What to work on:
In the data that follows, find the line with "blade and place a point on every instance?"; transcribe it, every later line up to the one with "Thank you for the photo. Could you please identify the curtain", and that line as well, exactly and with no others.

○ ○ ○ ○ ○ ○ ○

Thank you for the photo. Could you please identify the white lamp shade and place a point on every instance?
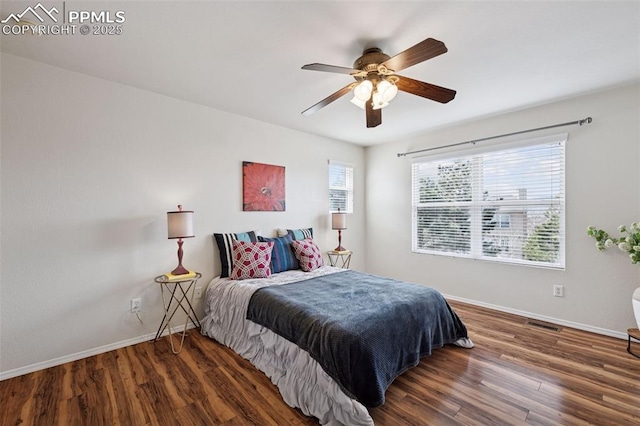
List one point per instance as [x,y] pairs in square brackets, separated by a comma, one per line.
[338,220]
[180,224]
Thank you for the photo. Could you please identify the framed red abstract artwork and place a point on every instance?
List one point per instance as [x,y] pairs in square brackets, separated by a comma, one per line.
[262,187]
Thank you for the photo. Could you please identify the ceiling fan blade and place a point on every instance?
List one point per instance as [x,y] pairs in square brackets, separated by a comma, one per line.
[326,101]
[374,116]
[330,68]
[422,51]
[426,90]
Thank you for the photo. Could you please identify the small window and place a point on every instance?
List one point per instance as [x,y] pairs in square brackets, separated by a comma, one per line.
[503,203]
[340,187]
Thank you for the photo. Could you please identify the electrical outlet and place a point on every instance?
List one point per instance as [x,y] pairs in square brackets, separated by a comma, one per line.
[136,305]
[558,291]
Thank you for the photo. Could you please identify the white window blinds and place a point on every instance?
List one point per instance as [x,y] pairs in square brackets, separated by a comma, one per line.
[502,203]
[340,187]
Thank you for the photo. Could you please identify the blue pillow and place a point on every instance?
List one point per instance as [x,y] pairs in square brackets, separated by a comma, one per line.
[225,245]
[297,234]
[282,256]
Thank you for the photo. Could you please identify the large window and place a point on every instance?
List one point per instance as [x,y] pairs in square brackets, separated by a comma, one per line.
[503,203]
[340,187]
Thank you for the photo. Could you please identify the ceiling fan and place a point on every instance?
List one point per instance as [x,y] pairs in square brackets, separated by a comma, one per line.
[377,82]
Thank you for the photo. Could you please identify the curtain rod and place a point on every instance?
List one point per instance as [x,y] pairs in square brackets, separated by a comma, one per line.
[569,123]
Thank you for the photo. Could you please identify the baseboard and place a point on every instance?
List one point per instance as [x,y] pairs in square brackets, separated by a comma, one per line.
[583,327]
[84,354]
[124,343]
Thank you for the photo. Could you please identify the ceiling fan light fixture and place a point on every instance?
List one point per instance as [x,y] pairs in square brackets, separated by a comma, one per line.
[363,90]
[387,90]
[378,101]
[357,102]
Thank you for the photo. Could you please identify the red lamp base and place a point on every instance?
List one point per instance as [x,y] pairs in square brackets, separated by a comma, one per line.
[180,270]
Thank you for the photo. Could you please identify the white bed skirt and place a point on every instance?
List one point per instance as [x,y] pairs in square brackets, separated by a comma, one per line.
[302,382]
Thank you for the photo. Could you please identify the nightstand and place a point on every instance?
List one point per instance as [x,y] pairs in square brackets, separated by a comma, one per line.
[177,293]
[341,259]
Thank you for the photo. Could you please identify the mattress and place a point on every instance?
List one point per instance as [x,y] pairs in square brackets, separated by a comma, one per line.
[301,380]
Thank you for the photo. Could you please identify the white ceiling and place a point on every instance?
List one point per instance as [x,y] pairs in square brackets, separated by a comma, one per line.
[245,57]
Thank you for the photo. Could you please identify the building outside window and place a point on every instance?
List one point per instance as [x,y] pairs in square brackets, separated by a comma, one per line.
[340,187]
[501,203]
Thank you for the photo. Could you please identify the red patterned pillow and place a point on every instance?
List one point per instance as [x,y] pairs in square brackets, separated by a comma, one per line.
[251,260]
[308,254]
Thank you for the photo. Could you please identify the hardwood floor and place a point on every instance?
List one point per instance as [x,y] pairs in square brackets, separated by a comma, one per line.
[516,374]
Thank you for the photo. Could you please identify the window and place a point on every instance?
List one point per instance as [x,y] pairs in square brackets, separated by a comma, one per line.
[340,187]
[504,203]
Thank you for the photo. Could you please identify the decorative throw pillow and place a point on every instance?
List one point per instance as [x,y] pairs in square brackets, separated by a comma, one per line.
[308,254]
[282,256]
[296,234]
[225,246]
[251,260]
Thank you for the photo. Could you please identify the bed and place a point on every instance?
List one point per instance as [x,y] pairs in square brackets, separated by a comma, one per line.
[338,366]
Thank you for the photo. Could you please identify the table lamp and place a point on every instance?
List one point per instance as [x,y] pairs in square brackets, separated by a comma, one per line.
[180,225]
[339,222]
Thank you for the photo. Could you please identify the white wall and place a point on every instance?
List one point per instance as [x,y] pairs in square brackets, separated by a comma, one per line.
[89,170]
[602,189]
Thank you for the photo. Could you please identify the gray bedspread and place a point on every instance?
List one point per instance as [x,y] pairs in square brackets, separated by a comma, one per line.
[363,330]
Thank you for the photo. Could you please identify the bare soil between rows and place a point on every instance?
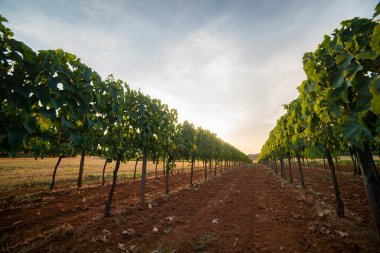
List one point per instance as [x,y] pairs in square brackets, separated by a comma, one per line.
[250,209]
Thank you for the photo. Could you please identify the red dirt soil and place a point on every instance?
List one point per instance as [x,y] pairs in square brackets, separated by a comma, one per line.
[245,210]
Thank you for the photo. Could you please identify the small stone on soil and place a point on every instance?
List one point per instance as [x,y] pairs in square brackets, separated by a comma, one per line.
[215,221]
[121,246]
[129,232]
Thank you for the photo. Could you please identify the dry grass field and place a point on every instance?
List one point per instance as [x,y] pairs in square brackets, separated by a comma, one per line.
[27,173]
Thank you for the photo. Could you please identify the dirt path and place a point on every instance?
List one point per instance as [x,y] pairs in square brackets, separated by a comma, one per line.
[246,210]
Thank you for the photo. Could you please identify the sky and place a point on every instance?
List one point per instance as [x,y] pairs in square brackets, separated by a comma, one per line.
[227,66]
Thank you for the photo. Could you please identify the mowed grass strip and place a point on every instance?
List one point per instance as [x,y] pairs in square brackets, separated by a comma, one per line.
[27,173]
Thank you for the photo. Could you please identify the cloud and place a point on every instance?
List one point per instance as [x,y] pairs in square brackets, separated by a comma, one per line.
[227,66]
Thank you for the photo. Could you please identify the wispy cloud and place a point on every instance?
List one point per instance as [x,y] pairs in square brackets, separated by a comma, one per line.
[228,66]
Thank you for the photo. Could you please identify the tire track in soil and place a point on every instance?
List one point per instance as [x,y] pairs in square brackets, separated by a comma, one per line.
[39,215]
[256,211]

○ ○ ○ ○ ○ ○ ○

Exercise answer:
Thank you for the photo. Could you please identify the ceiling fan blade and place a point on every instance?
List one point per instance as [x,y] pairs in square brackets, separated by a comma, one per line.
[326,101]
[374,116]
[330,68]
[422,51]
[426,90]
Thank you for the photo. Could you please identify the small window and place a point on every instance?
List one point per instance as [x,y] pairs in square brackets, separated by a comma, one per line.
[503,203]
[340,187]
Thank you for the photo. Could you please identify the electrical outlet and place a point on every instance?
List one point per instance as [x,y] pairs in square brackets, separated by a comma, one per line.
[136,305]
[558,291]
Thank you for the photo. Could you please identify the white window blinds and place a point on every instance?
List one point per instance as [x,y] pairs in square brackets, separated by a comma, one per line.
[502,203]
[340,187]
Thank you for the photo. Could you please identify the blue pillow and place a point on every instance?
List one point per instance as [x,y] pairs in square brackets, separated by a comma, one per line.
[225,245]
[297,234]
[282,256]
Thank you for the photo. Could you please identify the large window and place a point on every instance?
List one point per instance as [x,y] pairs in square brackets, separated by a comma, one per line.
[503,203]
[340,187]
Thank you for the photo. Could you please identify the ceiling fan and place a point on every instance?
List one point per instance as [x,y] pairs in square brackets, separated by a comma, one per line.
[377,82]
Thank you for the photo. Could you please identify the curtain rod and place a point on every instance?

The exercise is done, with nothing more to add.